TASK LIST >>
a - Name each distinct username that posts in the forum thread on teaching a dog to bark on command, counting each one once.
b - Extend the forum thread on teaching a dog to bark on command from the point at which it currently ends.

begin SELECTED EXTRACT

# How do I: Speak? Bark on command?



## ripsofie (Oct 28, 2010)

I wan to teach my 6.5 month gsd , Preston, to bark on command. He is very smart and catches on very quickly to anything I teach him. I just dont know how to go about this.

He barks often when he sees or hears something when he is outside, (Almost to often)...I dont want to reward this behavior and pair it with a word because I am worried that will make him think I want him to bark all the time. (Which I don't! lol) "When I bark I get a treat.. okay!...Woof woof!" lol. 

I can't get him to bark when I tease a treat/toy. 
So I dont know how to teach this without enforcing wrong behavior..?


----------



## ripsofie (Oct 28, 2010)

Mrs. K said this----
*Indicator "Barking" Question* 
So I am trying to teach Indra to bark as indication but if there is one thing I suck at it is to get my dogs to speak. The only way to get them to bark is when I knock on the wall or the table because they think somebody is at the door. I've tried everything. From Food to howling & barking videos. It just doesn't work. 

If I reward her for the barking once I knock on the table wouldn't I reward the behavior to bark at the door instead of the bark itself? 

Does that make sense? ----

This is exactly what I mean.


----------



## ayoitzrimz (Apr 14, 2010)

You could frustrate him. Here's what I mean: I taught my dog by holding a toy up so he can't get to it and teasing him with it. Eventually, simply out of pure frustration he'd bark once. I immediately gave him the toy, played for a little while, then had him out it and do it again. I did about 3 times before he started to bark as soon as I started to tease him. Then I attached the command. So at this point I held the toy up like before and say "bark" once. He'll bark and I'd give him the toy. Rinse and repeat


----------



## doggiedad (Dec 2, 2007)

i taught my last GSD to bark. i would have my dog sit.
i sit in front of him (face to face). while holding a treat
i would bark and i would say "bark" to my dog. once he
barked i would treat him. i did this over and over untill he barked.


----------



## Miss Molly May (Feb 19, 2010)

doggiedad said:


> i taught my last GSD to bark. i would have my dog sit.
> i sit in front of him (face to face). while holding a treat
> i would bark and i would say "bark" to my dog. once he
> barked i would treat him. i did this over and over until he barked.


 
Ha ha this is how I taught molly!!!! Once she caught on I would repeat bark bark bark to have her bark a few times in a row then threw in a quiet command. This work great because I not only taught here to speak but taught her quiet!

Just use a tonne of valuable treats!


----------



## smdaigle (Mar 14, 2008)

Right or wrong I taught Retta and Rex to bark by using the door knock as stimulus. It didn't take many repetitions before they caught on and would speak on command or with a simple hand gesture. It was the first "trick" I taught Retta beyond basic obedience. Rex caught on extremely quickly and it was funny because his real bark was a deep "I mean business" kind of bark. His speak bark was high pitched and kind of girlie. 

We've had no success teaching this to Rennie. We've tried everything including the door knock, trying to frustrate her into barking, even trying to get her to mimic us. She licks her lips when we do any of these things so we joke that we can make her lick her lips on command. 

I haven't tried teaching Ridley to speak yet but I'm hopeful it will be pretty easy.


----------



## doggiedad (Dec 2, 2007)

what hand gesture do you use for speak???

end SELECTED EXTRACT
begin DATASET EXTRACT

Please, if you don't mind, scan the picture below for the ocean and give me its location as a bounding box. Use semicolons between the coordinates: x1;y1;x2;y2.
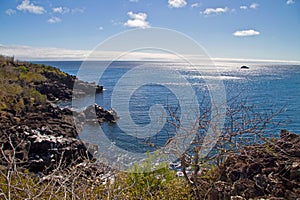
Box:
35;61;300;161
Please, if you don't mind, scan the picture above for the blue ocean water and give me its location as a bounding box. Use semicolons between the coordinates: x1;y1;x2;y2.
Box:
37;61;300;152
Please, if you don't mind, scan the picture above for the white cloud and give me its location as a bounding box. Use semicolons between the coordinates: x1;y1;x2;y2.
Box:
203;7;229;15
0;44;300;66
52;6;70;14
71;8;85;14
5;9;16;16
124;11;150;28
168;0;187;8
17;0;46;15
233;29;260;37
47;17;61;24
286;0;295;5
191;3;201;8
249;3;259;9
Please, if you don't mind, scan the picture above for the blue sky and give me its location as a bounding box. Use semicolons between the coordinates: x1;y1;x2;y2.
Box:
0;0;300;61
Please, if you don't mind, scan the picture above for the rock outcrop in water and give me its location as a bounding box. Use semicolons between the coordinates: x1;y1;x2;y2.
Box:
0;57;112;173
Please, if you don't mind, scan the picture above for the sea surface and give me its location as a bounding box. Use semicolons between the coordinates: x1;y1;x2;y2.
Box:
36;61;300;153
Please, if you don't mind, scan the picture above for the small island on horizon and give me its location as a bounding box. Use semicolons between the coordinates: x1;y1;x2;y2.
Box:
0;56;300;199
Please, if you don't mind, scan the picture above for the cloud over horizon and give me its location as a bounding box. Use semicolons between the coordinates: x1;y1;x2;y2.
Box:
47;17;61;24
17;0;46;15
233;29;260;37
5;8;16;16
168;0;187;8
124;11;150;28
202;7;229;15
52;6;70;14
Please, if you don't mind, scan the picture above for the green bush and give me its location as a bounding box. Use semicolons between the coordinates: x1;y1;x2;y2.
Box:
20;72;46;83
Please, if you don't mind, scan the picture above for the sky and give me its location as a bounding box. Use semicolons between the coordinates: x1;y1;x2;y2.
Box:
0;0;300;61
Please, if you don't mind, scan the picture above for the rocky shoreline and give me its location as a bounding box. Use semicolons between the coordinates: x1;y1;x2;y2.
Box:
0;59;117;173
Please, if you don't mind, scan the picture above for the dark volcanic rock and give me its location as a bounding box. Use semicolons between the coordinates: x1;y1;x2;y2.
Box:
2;126;92;172
35;72;103;101
83;104;119;123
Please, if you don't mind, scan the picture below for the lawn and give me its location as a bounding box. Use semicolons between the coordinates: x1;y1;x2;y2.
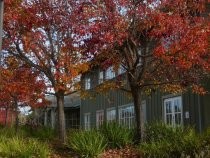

end DATASET EXTRACT

ANSWERS IN ORDER >>
a - ripsofie, ayoitzrimz, doggiedad, Miss Molly May, smdaigle

b -
smdaigle said:


> Right or wrong I taught Retta and Rex to bark by using the door knock as stimulus. It didn't take many repetitions before they caught on and would speak on command or with a simple hand gesture. It was the first "trick" I taught Retta beyond basic obedience. Rex caught on extremely quickly and it was funny because his real bark was a deep "I mean business" kind of bark. His speak bark was high pitched and kind of girlie.
> 
> We've had no success teaching this to Rennie. We've tried everything including the door knock, trying to frustrate her into barking, even trying to get her to mimic us. She licks her lips when we do any of these things so we joke that we can make her lick her lips on command.
> 
> I haven't tried teaching Ridley to speak yet but I'm hopeful it will be pretty easy.


----------



## Wolfiesmom (Apr 10, 2010)

doggiedad said:


> i taught my last GSD to bark. i would have my dog sit.
> i sit in front of him (face to face). while holding a treat
> i would bark and i would say "bark" to my dog. once he
> barked i would treat him. i did this over and over untill he barked.


This is how I taught all my dogs, and my kid's dogs to speak on command. They all had it mastered as young pups. I have been doing this with Wolfie since we had him, and for the life of me, I can't get him to speak on command. :headbang::headbang:


----------



## smdaigle (Mar 14, 2008)

doggiedad said:


> what hand gesture do you use for speak???


Index finger pointing up. I have no idea why we used that but we started it 18 years ago!


----------



## ripsofie (Oct 28, 2010)

Thanks everyone! I will put it all to work in a little bit! : )


----------



## Shadow's mum (Mar 13, 2010)

My son did the tease thing, hold the toy just out of reach. Shadow barked once, he said "good girl BARK" and she got a reward. He did this several times, she now has it down pat.
He then went on to teach her "guard" same thing only much more barking. She knows the difference, between words.

Every now and then though she isn't in the mood and will just mouth a bark, with no sound, it's kinda funny. Whats funnier though is when she does this, yawns and lays down. She knows she's being funny cause she wags her tail, thump thump thump on the ground.

A hand gesture hasn't been added yet.


----------



## hunterisgreat (Jan 30, 2011)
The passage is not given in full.